===== Exercise passage =====

Edwards authors column in college newspapers

     On Feb. 22, Gov. Edwards authored a column published in college newspapers across Louisiana focusing on the devastating cuts that higher education will face if the legislature fails to raise additional revenue.

     “Students in Louisiana deserve better than what they’ve gotten from their state government over the last eight years. I’ll be the first to tell you that. The previous administration put the needs of an out-of-state special interest ahead of your own and made you pay the price for a political agenda. That stopped on January 11, Edwards wrote. 

     “Unfortunately, the damage was done. Over the last eight years higher education institutions were severely weakened and Louisiana’s budget now sits atop the largest deficit our state has ever seen. Year after year, these budget deficits were patched using budget tricks and temporary funds. The state wrote checks to corporations it couldn’t afford, which left students with higher tuitions and campuses unable to invest in your education. In fact, Louisiana ranks fourth in the nation for subsidies to big business, double what the state of Texas pays, yet our higher education institutions were cut by more than $700 million – the largest disinvestment in the nation.”

     The letter goes on to address TOPS and ask for students support in ensuring their schools don’t suffer in the budget readjustment.

     “We’ve already seen too many of our young adults leave Louisiana for jobs and education in other states. That cycle must end.

Together, we can rebuild the future of Louisiana.”

=====

» **Apply what you read**
1. Reproduce the Edwards column passage from "Edwards authors column" up to and including "raise additional revenue.", swapping "college newspapers" for "student newspapers".
2. Answer these questions from the Edwards column passage:
(a) On what date did Gov. Edwards author the column?
(b) Where does Louisiana rank in the nation for subsidies to big business?
(c) By how much were Louisiana's higher education institutions cut?

===== Raw data =====

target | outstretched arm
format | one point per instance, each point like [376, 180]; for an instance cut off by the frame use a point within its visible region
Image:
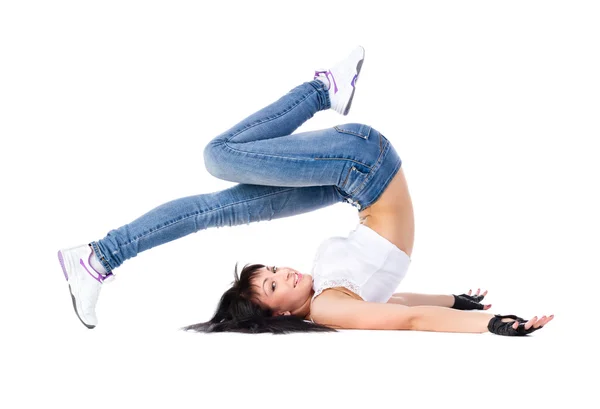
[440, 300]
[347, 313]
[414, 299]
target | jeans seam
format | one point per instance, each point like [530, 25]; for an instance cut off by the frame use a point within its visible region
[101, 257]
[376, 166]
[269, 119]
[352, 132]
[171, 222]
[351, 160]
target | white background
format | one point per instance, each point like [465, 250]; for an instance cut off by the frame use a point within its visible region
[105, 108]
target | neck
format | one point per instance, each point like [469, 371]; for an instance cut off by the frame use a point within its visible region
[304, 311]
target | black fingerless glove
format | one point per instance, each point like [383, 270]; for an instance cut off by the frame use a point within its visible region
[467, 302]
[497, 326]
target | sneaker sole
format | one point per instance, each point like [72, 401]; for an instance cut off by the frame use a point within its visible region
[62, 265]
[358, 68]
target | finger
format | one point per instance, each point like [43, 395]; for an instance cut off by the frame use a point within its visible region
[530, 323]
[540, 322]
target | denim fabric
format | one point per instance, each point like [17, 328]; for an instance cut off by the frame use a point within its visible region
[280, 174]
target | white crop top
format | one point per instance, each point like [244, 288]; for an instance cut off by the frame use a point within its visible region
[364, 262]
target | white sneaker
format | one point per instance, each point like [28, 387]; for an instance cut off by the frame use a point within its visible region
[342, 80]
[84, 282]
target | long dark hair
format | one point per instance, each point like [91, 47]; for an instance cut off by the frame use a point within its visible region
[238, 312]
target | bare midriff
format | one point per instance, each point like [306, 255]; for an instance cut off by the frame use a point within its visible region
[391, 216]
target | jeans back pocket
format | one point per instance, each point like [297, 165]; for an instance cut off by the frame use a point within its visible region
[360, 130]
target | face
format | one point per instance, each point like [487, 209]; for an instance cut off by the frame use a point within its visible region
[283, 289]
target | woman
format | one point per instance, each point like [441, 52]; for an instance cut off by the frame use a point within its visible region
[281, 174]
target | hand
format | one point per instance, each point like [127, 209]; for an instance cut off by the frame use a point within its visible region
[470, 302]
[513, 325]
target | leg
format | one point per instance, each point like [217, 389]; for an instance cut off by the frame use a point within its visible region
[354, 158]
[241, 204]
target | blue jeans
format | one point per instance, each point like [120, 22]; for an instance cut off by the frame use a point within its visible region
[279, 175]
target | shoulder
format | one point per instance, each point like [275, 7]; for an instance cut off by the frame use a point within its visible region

=====

» **Answers for this exercise**
1.
Edwards authors column in student newspapers

     On Feb. 22, Gov. Edwards authored a column published in student newspapers across Louisiana focusing on the devastating cuts that higher education will face if the legislature fails to raise additional revenue.

2.
(a) Feb. 22
(b) Fourth
(c) By more than $700 million